__Your objective__:
Produce all the records again exactly as they stand.

Records drawn from a dataset:
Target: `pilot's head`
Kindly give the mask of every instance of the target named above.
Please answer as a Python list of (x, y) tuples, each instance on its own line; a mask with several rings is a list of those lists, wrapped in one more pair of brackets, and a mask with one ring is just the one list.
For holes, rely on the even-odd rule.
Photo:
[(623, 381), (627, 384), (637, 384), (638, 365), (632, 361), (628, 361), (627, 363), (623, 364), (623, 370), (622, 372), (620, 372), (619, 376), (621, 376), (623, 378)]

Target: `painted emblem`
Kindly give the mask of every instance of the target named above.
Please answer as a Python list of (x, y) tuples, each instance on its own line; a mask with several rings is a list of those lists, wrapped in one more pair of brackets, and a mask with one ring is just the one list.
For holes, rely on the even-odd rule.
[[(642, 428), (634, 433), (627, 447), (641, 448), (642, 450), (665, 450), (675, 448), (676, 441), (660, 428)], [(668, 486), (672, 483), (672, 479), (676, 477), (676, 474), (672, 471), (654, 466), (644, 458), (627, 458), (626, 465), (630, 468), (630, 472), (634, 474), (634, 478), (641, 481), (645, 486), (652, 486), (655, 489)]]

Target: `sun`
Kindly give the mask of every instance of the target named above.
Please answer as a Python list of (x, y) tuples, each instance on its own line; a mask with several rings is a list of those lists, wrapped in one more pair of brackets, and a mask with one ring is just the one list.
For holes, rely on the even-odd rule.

__Answer to this exercise__:
Target: `pilot's head`
Kindly give the mask of every instance of the target named above.
Please answer as a Python list of (x, y) tuples, each instance on its own line; a mask with several rings is a list of those lists, wrapped in one more pair of brackets, and a mask with one ring is just the one list.
For holes, rely on the even-odd rule.
Photo:
[(623, 381), (627, 384), (637, 384), (638, 365), (632, 361), (628, 361), (627, 363), (623, 364), (623, 370), (622, 372), (620, 372), (619, 376), (621, 376), (623, 378)]

Target: `painted emblem`
Kindly give the mask of every instance of the target named above.
Please answer as a Python list of (x, y) tuples, each instance on its own line; a mask with several rings is a list of those lists, wrapped in one more pair of brackets, and a mask with one ring is just the one list.
For holes, rely on the even-odd rule.
[[(642, 428), (634, 433), (627, 447), (641, 448), (642, 450), (665, 450), (675, 448), (676, 441), (660, 428)], [(668, 486), (672, 483), (672, 479), (676, 477), (676, 474), (672, 471), (654, 466), (644, 458), (627, 458), (626, 465), (630, 468), (630, 472), (634, 474), (634, 478), (641, 481), (645, 486), (652, 486), (655, 489)]]

Target: `sun`
Kindly give the mask of every instance of the target named above.
Please answer as a Python list of (x, y) tuples, each instance on its own line; a mask with several rings is a list of those lists, wrapped in one more pair of brackets, and a mask with one ring is just the one list.
For holes, rely on the even-odd rule.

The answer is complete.